Requirement: The line containing "Every instance of the white dashed" marks the start; repeat it and every following line exactly through the end of the entries.

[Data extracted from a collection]
************

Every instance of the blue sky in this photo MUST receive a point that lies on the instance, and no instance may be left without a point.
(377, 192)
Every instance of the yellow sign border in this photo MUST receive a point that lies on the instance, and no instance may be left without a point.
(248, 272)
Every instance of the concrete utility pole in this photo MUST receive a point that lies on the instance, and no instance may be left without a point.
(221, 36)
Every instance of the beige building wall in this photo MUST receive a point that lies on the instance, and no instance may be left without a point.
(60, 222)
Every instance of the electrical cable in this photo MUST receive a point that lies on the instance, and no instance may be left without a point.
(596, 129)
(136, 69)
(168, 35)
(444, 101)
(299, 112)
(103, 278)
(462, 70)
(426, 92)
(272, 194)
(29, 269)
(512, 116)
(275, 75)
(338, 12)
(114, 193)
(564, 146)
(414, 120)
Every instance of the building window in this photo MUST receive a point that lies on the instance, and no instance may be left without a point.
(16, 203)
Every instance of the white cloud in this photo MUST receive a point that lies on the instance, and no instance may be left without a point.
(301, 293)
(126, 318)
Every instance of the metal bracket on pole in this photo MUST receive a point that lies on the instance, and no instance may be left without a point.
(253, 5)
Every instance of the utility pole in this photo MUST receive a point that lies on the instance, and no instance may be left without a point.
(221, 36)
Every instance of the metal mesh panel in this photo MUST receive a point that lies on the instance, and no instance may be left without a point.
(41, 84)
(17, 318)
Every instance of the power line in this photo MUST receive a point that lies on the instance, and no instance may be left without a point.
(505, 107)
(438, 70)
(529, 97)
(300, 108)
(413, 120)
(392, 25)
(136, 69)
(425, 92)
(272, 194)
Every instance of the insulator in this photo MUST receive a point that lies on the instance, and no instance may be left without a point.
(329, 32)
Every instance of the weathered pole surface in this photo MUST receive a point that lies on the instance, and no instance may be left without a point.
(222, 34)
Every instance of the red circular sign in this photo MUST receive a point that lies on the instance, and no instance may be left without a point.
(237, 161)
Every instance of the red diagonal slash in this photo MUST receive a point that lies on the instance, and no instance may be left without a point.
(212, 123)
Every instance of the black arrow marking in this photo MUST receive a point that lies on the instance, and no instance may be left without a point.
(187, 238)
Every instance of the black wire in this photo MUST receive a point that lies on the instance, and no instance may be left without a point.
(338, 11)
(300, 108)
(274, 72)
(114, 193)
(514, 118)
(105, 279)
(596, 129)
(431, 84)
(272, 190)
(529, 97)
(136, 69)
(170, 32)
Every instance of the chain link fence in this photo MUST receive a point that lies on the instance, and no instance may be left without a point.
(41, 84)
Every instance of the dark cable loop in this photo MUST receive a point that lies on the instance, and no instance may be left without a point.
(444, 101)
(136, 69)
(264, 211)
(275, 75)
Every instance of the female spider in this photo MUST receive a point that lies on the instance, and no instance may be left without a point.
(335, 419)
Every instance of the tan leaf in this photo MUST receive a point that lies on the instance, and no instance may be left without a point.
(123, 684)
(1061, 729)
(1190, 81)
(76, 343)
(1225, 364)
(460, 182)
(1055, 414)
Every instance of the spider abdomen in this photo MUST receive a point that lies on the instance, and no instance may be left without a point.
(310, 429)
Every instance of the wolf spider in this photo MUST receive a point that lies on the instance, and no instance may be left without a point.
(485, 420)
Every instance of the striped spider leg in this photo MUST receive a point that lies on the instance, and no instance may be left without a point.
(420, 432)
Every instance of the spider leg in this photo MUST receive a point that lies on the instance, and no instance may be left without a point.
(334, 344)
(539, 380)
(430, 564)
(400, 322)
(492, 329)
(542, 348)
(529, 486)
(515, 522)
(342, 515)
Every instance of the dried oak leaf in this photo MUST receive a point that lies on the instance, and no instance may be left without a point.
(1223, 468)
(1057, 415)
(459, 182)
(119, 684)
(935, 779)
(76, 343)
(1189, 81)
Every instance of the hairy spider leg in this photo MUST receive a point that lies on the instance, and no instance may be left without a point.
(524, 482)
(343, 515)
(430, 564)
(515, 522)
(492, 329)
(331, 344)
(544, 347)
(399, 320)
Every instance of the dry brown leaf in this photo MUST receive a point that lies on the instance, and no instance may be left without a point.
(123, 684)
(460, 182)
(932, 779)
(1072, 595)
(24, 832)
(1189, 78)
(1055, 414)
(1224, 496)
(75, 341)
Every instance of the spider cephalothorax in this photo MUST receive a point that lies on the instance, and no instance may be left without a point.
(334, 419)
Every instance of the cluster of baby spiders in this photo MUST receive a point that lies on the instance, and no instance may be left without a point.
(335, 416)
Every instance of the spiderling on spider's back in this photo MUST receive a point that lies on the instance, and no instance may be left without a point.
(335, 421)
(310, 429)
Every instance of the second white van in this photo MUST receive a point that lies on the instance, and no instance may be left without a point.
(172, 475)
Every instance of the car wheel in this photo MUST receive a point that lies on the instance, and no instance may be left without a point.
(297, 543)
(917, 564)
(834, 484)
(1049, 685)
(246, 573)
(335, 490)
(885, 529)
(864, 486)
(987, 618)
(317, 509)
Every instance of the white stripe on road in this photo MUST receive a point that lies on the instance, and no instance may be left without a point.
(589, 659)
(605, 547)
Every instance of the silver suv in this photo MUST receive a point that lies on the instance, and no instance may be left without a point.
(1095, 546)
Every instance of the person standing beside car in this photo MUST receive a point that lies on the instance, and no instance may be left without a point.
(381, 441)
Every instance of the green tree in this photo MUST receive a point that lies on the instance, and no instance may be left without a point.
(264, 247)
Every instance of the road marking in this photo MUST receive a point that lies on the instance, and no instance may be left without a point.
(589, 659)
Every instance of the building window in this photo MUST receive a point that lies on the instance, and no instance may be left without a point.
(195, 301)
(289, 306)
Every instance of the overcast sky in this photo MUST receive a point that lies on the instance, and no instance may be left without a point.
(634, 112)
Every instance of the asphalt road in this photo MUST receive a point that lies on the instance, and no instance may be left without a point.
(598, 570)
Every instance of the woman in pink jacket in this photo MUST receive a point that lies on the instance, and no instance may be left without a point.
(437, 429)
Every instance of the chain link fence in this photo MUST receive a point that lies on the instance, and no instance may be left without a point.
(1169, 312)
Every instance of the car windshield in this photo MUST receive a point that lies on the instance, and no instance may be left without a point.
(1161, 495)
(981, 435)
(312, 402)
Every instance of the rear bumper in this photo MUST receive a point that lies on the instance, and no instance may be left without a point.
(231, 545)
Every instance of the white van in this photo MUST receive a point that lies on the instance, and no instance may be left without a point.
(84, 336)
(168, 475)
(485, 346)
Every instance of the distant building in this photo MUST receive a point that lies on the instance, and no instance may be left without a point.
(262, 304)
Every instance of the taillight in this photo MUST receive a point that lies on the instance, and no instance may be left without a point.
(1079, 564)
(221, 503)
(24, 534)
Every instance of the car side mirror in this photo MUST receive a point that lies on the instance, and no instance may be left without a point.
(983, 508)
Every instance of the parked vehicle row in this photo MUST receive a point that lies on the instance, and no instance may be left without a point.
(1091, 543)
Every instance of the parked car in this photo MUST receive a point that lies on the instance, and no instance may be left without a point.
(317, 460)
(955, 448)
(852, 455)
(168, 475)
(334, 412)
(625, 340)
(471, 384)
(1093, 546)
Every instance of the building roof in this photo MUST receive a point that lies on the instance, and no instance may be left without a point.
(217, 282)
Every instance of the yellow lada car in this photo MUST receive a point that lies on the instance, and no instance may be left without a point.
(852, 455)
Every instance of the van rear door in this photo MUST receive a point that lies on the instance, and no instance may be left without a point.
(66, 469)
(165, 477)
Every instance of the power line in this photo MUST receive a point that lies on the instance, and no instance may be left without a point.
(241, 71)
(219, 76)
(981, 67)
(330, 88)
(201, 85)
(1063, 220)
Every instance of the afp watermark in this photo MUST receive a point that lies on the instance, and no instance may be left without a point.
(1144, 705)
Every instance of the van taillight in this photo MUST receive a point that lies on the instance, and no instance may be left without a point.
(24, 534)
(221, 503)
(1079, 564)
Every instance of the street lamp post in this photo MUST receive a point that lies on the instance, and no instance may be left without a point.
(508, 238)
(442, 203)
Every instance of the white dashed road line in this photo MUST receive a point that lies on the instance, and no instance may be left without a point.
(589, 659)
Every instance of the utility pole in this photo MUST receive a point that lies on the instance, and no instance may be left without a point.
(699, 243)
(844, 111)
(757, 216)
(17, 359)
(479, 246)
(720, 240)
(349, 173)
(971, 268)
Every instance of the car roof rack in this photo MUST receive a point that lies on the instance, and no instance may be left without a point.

************

Solved problem:
Every instance of the white dashed road line in this photo MUST receive a point that lies on the instance, and no instance may be left without a point.
(589, 659)
Every instance of the utility pole in this photo MUST receive a point that lies on the instance, and no instance may be left without a point.
(699, 243)
(844, 111)
(757, 216)
(17, 359)
(479, 246)
(720, 240)
(349, 173)
(971, 268)
Every instance of the car roof rack in this photo MUST receive a point that lies on the instance, and no instance may be left without a point.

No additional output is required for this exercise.